# START OF Material shown

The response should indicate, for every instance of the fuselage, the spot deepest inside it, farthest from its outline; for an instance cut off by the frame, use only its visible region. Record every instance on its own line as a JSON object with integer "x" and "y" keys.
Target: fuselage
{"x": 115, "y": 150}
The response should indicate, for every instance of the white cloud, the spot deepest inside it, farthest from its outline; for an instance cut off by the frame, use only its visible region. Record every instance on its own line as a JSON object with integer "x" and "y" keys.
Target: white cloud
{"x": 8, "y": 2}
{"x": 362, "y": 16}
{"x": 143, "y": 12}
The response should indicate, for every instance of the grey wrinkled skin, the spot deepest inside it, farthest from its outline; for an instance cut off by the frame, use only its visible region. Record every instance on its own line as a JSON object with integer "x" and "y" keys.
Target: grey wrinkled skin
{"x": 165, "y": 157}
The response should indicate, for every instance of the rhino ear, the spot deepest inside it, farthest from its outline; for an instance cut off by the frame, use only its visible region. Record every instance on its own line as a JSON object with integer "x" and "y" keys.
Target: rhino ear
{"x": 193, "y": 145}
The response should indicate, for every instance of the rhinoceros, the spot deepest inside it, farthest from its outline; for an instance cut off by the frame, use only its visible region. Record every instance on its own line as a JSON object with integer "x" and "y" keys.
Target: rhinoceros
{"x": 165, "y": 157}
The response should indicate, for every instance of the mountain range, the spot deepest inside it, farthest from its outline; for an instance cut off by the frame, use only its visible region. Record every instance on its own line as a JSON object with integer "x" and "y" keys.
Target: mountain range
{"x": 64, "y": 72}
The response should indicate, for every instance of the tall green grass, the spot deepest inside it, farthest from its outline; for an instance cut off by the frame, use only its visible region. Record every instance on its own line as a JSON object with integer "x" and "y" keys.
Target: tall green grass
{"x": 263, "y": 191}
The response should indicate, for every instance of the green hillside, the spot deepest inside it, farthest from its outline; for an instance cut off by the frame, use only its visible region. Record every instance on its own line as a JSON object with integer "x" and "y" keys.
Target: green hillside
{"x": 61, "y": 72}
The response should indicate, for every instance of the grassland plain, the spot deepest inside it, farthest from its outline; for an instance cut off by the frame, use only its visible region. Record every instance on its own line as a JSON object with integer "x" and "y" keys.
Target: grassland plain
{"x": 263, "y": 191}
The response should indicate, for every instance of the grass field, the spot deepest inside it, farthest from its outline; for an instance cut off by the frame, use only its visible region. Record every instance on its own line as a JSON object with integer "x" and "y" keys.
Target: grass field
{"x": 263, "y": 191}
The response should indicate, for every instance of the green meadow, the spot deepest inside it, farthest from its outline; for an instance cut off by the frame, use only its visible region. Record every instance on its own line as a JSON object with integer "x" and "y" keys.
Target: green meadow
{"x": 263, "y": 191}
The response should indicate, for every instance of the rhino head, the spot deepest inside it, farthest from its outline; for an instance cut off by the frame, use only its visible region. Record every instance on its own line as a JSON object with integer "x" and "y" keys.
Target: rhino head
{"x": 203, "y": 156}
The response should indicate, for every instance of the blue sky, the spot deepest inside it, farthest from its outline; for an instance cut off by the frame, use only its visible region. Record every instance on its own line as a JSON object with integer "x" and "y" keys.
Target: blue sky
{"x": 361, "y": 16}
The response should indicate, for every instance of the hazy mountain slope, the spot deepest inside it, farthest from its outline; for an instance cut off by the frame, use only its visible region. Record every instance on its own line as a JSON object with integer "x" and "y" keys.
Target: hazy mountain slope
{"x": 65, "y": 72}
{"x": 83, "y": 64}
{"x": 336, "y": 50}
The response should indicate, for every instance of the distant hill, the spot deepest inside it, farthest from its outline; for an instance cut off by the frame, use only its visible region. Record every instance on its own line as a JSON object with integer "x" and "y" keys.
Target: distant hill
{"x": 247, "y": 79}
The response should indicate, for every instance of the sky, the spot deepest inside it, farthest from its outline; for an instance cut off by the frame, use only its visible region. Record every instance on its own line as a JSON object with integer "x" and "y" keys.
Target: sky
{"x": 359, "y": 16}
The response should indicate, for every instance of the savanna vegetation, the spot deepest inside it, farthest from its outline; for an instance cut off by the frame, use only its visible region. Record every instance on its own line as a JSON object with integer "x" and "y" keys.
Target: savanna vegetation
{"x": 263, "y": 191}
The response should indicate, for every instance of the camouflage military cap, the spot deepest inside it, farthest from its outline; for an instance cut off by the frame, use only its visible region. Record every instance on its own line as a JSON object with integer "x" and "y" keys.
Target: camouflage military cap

# END OF Material shown

Written exercise: Echo the whole listing above line for line, keeping every character the same.

Solution for this exercise:
The response should indicate, for every instance of the fuselage, the spot deepest inside it, farthest from its outline; for an instance cut off by the frame, use only its visible region. Record every instance on its own line as a JSON object with integer "x" and "y" keys.
Target: fuselage
{"x": 115, "y": 150}
The response should indicate, for every instance of the white cloud, the spot deepest inside it, farthest from its outline; for an instance cut off by the frame, use only its visible region. Record every instance on its own line as a JSON object with integer "x" and "y" keys.
Target: white cloud
{"x": 8, "y": 2}
{"x": 362, "y": 16}
{"x": 143, "y": 12}
The response should indicate, for every instance of the grey wrinkled skin, the spot deepest inside it, farthest from its outline; for an instance cut off by the frame, use only its visible region. Record every instance on its own line as a JSON object with integer "x" and "y" keys.
Target: grey wrinkled skin
{"x": 165, "y": 157}
The response should indicate, for every instance of the rhino ear, the spot deepest inside it, farthest from its outline; for an instance cut off by the frame, use only its visible region. Record every instance on its own line as a JSON object with integer "x" and "y" keys.
Target: rhino ear
{"x": 193, "y": 145}
The response should indicate, for every instance of the rhinoceros, the spot deepest inside it, farthest from its outline; for an instance cut off by the frame, use only its visible region. Record every instance on its own line as a JSON object with integer "x" and "y" keys.
Target: rhinoceros
{"x": 165, "y": 157}
The response should indicate, for every instance of the mountain range, the spot deepest inside it, farthest from its outline; for an instance cut off by the frame, use only its visible region. Record every instance on its own line as a JSON object with integer "x" and "y" keys.
Target: mountain range
{"x": 64, "y": 72}
The response should indicate, for every instance of the tall green grass, the spot deepest inside it, farthest from its outline; for an instance cut off by the frame, use only its visible region. Record every instance on its own line as a JSON object with integer "x" and "y" keys.
Target: tall green grass
{"x": 263, "y": 191}
The response should indicate, for every instance of the green hillside, the spot deepest inside it, farthest from its outline; for an instance cut off by the frame, use only its visible region. Record every instance on its own line as a JSON object with integer "x" and "y" keys.
Target: green hillside
{"x": 61, "y": 72}
The response should indicate, for every instance of the grassland plain, the spot deepest inside it, farthest from its outline; for an instance cut off by the frame, use only its visible region. Record every instance on its own line as a JSON object with integer "x" and "y" keys.
Target: grassland plain
{"x": 263, "y": 191}
The response should indicate, for every instance of the grass field, the spot deepest inside it, farthest from its outline; for an instance cut off by the frame, use only its visible region. Record every instance on its own line as a JSON object with integer "x" and "y" keys.
Target: grass field
{"x": 263, "y": 191}
The response should indicate, for every instance of the green meadow, the spot deepest inside it, farthest from its outline; for an instance cut off by the frame, use only its visible region. Record every instance on its own line as a JSON object with integer "x" and "y" keys.
Target: green meadow
{"x": 263, "y": 191}
The response should indicate, for every instance of the rhino head, the spot deepest inside it, farthest from its outline; for an instance cut off by the frame, use only its visible region. Record every instance on its own line as a JSON object with integer "x" and "y" keys.
Target: rhino head
{"x": 203, "y": 156}
The response should indicate, for every instance of the blue sky, the spot deepest inside it, farthest from its outline; for an instance cut off by the frame, use only its visible region. Record every instance on its own line as a JSON object with integer "x" and "y" keys.
Target: blue sky
{"x": 361, "y": 16}
The response should indicate, for every instance of the hazy mountain slope, the spot deepest inside it, farthest from its outline; for an instance cut off by the frame, use only its visible region. Record every instance on its own line as a JSON object with integer "x" and "y" keys.
Target: hazy mountain slope
{"x": 65, "y": 72}
{"x": 83, "y": 64}
{"x": 336, "y": 50}
The response should indicate, for every instance of the distant hill, the spot deepest inside it, farthest from its outline; for an instance cut off by the frame, use only its visible region. Record every instance on its own line as a JSON object with integer "x" and "y" keys.
Target: distant hill
{"x": 247, "y": 79}
The response should indicate, for every instance of the sky, the spot deepest inside it, farthest from its outline; for an instance cut off by the frame, use only its visible region. Record every instance on its own line as a JSON object with integer "x" and "y" keys.
Target: sky
{"x": 359, "y": 16}
The response should indicate, for every instance of the savanna vegetation, the spot deepest inside it, farthest from its outline; for an instance cut off by the frame, use only its visible region. Record every instance on its own line as a JSON object with integer "x" and "y" keys.
Target: savanna vegetation
{"x": 263, "y": 191}
The response should indicate, for every instance of the camouflage military cap, the spot deepest inside it, farthest from its outline; for an instance cut off by the frame, use only its visible region. Record every instance on its own line as a JSON object with integer "x" and "y" keys.
Target: camouflage military cap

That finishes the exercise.